_YOUR TASK_
Please state what kind of assessment of the solvolysis recycling process the text on recycling carbon fiber composites says still has to be carried out.

_TEXT SHOWN_
┌────────
Mechanical properties of this new reinforcement are nearly the same as virgin one. Nonetheless, fibers are of course shorter than new ones due to the recycling process; this constraint leads to reprocess new semi-products that would be more easy to use, in order to close the recycling loop.

6 Conclusions

We are now able to recycle carbon fiber/thermoset matrix composites, and more precisely to recover carbon fibers. This development highlights the fact that recycling possibilities and constraints should be included from the early design stages. Skills and competences (knowledge and know-how) in materials and mechanical characterization fields are required to provide information about parts to be recycled, and about materials or semi-products derived from this recycling.

From our point of view, designers, recyclers and characterizers’ skills must be interwoven to achieve design under recycling constraints, and to develop robust recycling processes for second design perspectives. In order to facilitate discussion and communication within these three areas of expertise, we have to work on defining requirements for and from designer, but we must also take the recycler’s point of view into account. Systematic formalization of requirements and semantic alignment between the different (yet not so distant) communities should be implemented.

An environmental assessment of the solvolysis recycling process still has to be carried out in order to compare material and energy consumptions, pollution, cost, etc. for a same quantity of new or recycled composite.

The increasing use of composites in industry has brought about the development of end-of-life solutions. Regulatory constraints and financial perspectives (cost-cutting) will give rise to design for recovery or eco-design approaches.
└────────
_DATASET CONTENT_
┌────────
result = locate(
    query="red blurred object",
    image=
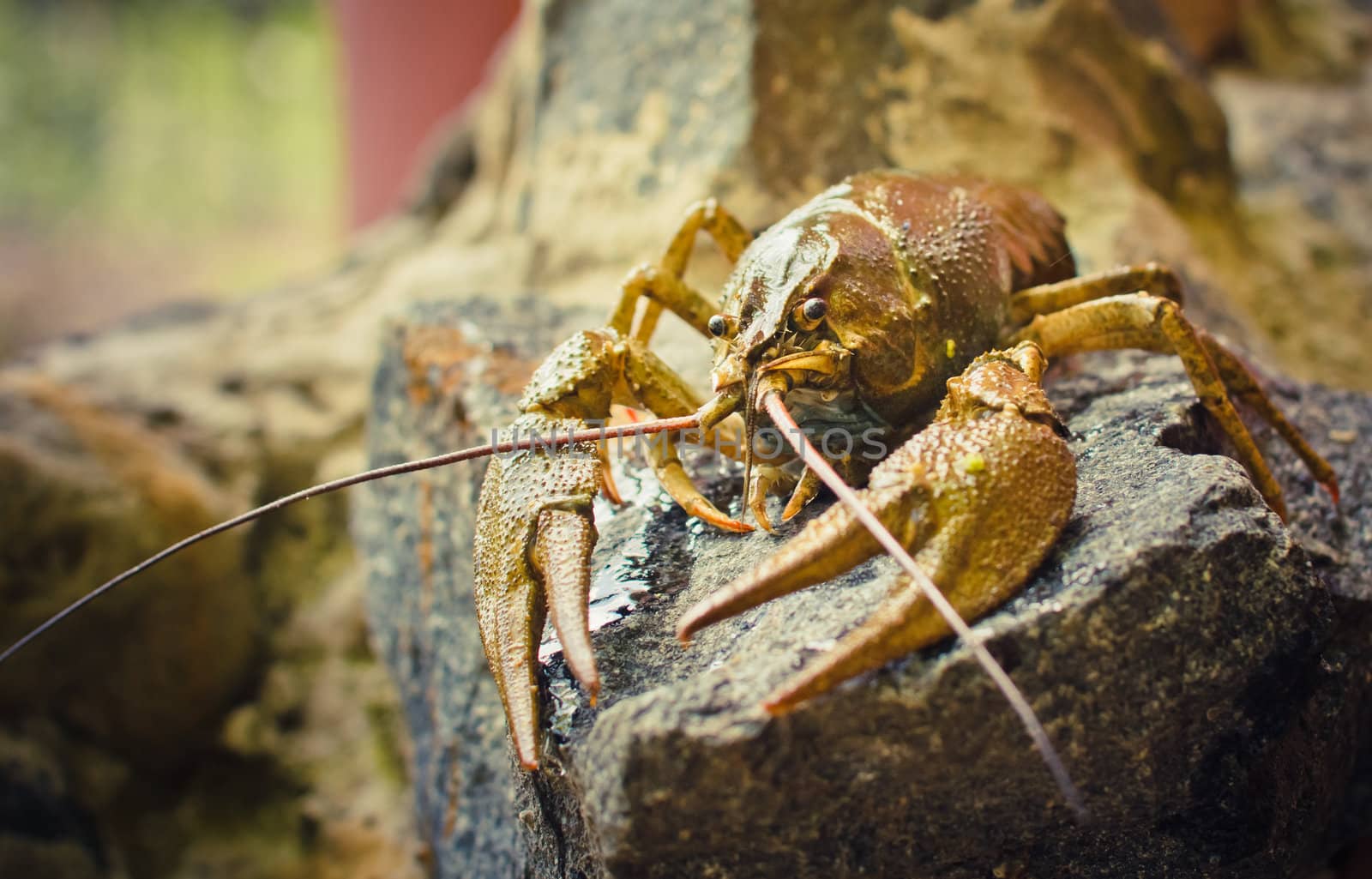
└────────
_TASK RESULT_
An environmental assessment.